--- begin ---
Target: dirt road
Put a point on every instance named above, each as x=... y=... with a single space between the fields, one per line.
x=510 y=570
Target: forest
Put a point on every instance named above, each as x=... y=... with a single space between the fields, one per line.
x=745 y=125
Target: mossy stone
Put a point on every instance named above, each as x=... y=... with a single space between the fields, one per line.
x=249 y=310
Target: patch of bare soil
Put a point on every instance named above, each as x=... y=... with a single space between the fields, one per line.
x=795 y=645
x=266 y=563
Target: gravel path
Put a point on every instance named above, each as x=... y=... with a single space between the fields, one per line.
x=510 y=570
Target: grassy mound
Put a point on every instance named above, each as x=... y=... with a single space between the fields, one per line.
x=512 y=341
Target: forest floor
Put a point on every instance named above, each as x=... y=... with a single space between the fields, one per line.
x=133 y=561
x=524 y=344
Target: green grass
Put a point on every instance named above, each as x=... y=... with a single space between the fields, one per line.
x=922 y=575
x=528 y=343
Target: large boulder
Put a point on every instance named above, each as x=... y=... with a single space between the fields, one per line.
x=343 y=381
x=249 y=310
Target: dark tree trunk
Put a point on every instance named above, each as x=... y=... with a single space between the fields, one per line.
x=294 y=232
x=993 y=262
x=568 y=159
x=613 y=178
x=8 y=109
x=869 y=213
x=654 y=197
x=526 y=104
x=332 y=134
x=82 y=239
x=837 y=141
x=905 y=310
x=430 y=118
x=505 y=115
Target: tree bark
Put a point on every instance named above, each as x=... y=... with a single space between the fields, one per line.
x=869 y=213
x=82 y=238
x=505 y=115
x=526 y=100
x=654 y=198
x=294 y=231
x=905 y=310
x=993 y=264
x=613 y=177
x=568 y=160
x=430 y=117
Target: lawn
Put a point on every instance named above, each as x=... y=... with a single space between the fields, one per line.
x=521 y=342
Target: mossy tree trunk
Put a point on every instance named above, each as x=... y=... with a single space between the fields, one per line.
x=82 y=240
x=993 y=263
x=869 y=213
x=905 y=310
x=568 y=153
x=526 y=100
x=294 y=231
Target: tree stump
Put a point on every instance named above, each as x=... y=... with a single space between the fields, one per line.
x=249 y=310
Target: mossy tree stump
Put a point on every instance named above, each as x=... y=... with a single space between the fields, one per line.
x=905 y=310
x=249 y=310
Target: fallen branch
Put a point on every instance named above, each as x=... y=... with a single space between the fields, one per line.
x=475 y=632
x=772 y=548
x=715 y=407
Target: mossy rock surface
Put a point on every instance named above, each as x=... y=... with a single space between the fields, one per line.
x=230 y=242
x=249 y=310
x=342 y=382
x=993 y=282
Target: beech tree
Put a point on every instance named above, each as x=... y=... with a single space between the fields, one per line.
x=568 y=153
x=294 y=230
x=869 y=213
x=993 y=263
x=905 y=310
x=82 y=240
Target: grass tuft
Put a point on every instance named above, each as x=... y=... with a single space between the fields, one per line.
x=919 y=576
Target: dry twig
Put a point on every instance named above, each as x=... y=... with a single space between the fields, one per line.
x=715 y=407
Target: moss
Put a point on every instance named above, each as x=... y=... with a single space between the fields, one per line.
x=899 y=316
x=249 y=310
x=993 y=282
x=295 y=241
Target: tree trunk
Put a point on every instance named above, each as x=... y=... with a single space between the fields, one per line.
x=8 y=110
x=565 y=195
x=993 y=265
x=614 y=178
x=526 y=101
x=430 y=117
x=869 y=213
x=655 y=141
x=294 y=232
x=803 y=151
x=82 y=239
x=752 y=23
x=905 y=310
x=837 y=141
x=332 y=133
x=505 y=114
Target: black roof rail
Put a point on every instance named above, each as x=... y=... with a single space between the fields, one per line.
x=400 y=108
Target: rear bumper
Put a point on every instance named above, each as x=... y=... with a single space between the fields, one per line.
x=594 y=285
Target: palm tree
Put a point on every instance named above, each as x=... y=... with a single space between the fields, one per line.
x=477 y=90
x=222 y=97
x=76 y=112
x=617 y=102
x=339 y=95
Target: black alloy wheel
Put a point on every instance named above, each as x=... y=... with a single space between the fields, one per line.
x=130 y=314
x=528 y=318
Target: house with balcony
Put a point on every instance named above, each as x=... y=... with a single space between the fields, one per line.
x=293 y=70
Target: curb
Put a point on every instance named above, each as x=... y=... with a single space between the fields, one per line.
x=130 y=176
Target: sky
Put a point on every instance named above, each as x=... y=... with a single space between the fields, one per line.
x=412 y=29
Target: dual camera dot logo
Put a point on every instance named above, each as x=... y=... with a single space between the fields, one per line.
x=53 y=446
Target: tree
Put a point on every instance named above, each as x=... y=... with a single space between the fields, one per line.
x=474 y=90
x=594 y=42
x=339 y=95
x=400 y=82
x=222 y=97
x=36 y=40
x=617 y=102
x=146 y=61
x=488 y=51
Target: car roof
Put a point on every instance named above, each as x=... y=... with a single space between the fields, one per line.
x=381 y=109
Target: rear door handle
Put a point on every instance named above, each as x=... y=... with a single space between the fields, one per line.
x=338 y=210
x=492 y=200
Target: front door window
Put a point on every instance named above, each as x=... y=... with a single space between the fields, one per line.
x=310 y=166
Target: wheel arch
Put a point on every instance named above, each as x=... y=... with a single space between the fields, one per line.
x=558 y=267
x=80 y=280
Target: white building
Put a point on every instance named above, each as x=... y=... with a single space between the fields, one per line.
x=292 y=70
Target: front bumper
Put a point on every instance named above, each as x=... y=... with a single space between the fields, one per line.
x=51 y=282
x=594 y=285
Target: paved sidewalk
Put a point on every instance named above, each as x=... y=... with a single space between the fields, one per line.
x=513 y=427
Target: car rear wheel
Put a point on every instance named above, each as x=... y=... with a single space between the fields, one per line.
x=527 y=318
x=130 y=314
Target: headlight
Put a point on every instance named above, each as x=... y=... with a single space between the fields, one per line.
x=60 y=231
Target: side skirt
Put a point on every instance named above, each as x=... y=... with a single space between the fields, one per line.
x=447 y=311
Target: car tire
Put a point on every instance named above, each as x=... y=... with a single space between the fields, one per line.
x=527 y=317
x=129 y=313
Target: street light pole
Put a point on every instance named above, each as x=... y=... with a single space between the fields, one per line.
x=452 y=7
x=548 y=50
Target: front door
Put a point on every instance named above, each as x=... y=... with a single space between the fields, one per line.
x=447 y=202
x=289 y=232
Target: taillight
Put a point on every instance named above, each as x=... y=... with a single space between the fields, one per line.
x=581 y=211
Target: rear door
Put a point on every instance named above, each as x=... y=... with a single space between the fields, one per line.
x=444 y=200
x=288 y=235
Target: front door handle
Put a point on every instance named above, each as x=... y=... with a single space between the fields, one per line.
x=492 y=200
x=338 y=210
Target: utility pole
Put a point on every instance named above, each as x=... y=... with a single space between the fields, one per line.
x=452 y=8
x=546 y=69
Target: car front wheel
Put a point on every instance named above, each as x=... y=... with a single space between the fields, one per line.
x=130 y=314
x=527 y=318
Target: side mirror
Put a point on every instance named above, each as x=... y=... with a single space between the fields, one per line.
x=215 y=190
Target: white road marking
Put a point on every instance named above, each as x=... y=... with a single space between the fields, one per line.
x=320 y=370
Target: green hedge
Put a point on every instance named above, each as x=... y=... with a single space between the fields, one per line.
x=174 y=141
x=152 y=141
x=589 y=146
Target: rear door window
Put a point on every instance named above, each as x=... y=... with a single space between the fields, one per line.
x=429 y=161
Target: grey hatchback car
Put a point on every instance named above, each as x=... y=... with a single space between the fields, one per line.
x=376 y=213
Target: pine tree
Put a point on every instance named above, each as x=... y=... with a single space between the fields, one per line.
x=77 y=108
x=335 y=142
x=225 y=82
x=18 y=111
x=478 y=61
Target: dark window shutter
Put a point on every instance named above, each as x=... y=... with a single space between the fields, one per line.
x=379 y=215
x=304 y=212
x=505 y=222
--- end ---
YOUR GOAL
Update everything from the line containing "Target: car rear wheel" down to the line containing "x=447 y=311" by changing "side skirt" to "rocker panel", keeping all else the same. Give only those lines.

SOLUTION
Target: car rear wheel
Put a point on every instance named above, each as x=... y=... with a single space between the fields, one per line.
x=527 y=318
x=130 y=314
Target: headlight
Put a point on every instance named above, each as x=... y=... with a single space between the fields, one per line.
x=60 y=231
Target: rocker panel
Put a point on every instance named above, each as x=... y=... with a single space between the fields, one per line.
x=447 y=311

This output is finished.